• [EXCERPT PROVIDED]
--- START ---

A Novel Ribonuclease Targeting Small Molecule RNA-Degrader (MYC-RiboTAC) Overcomes MYC Dependency in Multiple Myeloma

c-MYC (MYC) is an important oncogene in multiple myeloma (MM), driving MM cell proliferation, metabolism, and survival. However, MYC has been challenging to therapeutically target because of its protein structure lacking well-defined binding sites. In this study, we investigated a novel Ribonuclease Targeting Chimera (MYC-RiboTAC) to degrade MYC mRNA in MM cells. This dimeric small molecule binds both the Internal Ribosomal Entry Site (IRES) of MYC mRNA and RNase L. RNase L then dimerizes into its active conformation and degrades the MYC mRNA.

First, by immunohistochemistry (IHC) analysis of MM tumor microarrays from 24 MM patients. we confirmed significant expression of RNase L in all patients compared to healthy donors (n=11). Notably, RNase L was selectively expressed by plasma cells in the bone marrow. Based on RNA-seq and Western blot analyses of MYC and RNase L expression, to test MYC-RiboTAC, we selected AMO1, H929, R8226, MOLP8, MM1S, OPM2 (MYC+/RNase L+), KMS12BM (MYC+/RNase L-), and U266 (MYC-/RNase L-) MM cell lines. MYC-RiboTAC significantly reduced MYC mRNA levels in cell lines expressing both MYC and RNase L, with the most substantial reduction observed in OPM2 (~75%) and similar reductions in R8226, MOLP8, MM1S, AMO1, and H929 cells (~35%). The compound exerted more pronounced effects at the protein level, downregulating MYC protein in all cell lines expressing MYC and RNase L, with no effect on RNase L negative KMS12BM cell line. Additionally, single-molecule RNA FISH to detect MYC mRNA and immunofluorescence to detect MYC protein confirmed that MYC-RiboTAC significantly reduced both MYC mRNA (located in the cytosol) and MYC protein (located in the nucleus). Transcriptomic analysis in AMO1 cells further supported the selective action of MYC-RiboTAC on the MYC pathway. We further demonstrated the RNase L-dependent effect of MYC-RiboTAC by i) RNase L knockout in AMO1 cells, which abrogated the downregulation of MYC by MYC-RiboTAC, and ii) ectopic expression of RNase L in KMS12BM cells, which restored the MYC downregulating activity of MYC-RiboTAC.

--- END ---

• [DATA SECTION]

--- START ---

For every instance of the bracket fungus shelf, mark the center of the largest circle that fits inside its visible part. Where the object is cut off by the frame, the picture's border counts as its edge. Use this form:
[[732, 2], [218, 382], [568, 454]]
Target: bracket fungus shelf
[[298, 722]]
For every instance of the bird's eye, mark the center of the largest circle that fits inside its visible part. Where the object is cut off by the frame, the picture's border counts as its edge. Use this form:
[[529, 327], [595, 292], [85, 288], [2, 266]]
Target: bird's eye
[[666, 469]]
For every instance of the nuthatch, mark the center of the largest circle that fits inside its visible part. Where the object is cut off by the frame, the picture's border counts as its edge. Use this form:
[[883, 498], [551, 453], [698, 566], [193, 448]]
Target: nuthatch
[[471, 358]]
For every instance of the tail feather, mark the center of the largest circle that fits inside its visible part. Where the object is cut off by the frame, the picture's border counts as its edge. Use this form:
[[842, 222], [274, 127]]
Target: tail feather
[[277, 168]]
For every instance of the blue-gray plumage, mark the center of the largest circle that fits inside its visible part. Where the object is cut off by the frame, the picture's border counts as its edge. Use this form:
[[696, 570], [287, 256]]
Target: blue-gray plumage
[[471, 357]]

--- END ---

• [ABOUT THIS EXERCISE] Please carry on the MYC-RiboTAC abstract, starting right after its last sentence.

• [TASK OUTPUT]
MYC-RiboTAC inhibited growth in all six MM cell lines that expressed both MYC and RNase L but had no impact on the growth of KMS12BM and U266 cell lines. It suppressed colony formation in AMO1 and H929 cells in a dose-dependent manner. Its anti-MM activity was not abrogated when MM cells were co-cultured with HS5 stromal cells. Additionally, MYC-RiboTAC showed synergistic effects with clinically active drugs such as Lenalidomide, Pomalidomide, and Melphalan, which were found to upregulate RNase L and potentially enhance MYC-RiboTAC efficacy. The essential role of RNase L was further confirmed by treating MM tumor cells from three patients with MYC-RiboTAC, which reduced MYC protein levels only in the RNase L-expressing patient. Moreover, the compound reduced the viability of CD138+ cells from an MM patient without affecting the viability of CD138- cells and normal cells such as PBMCs or human fibroblasts.

We performed a DMPK study in mice and found that daily intraperitoneal administration of MYC-RiboTAC at 30 mg/kg, achieved an active concentration of 6 µM in the blood and a half-life of 5.2 hours. In H929 xenograft mouse model a significant reduction (~64% p<0.05) in tumor growth was observed in MYC-RiboTAC treated animals compared to the vehicle-treated group, with no overt toxicity. Western blot analysis of retrieved tumors from mice revealed significantly lower MYC protein levels.

In conclusion, we report functional effects of a first RNA-targeting small molecules in MM and establish MYC-RiboTAC as a potential therapeutic molecule targeting MYC. This study opens new frontiers in drug discovery for targets long considered undruggable.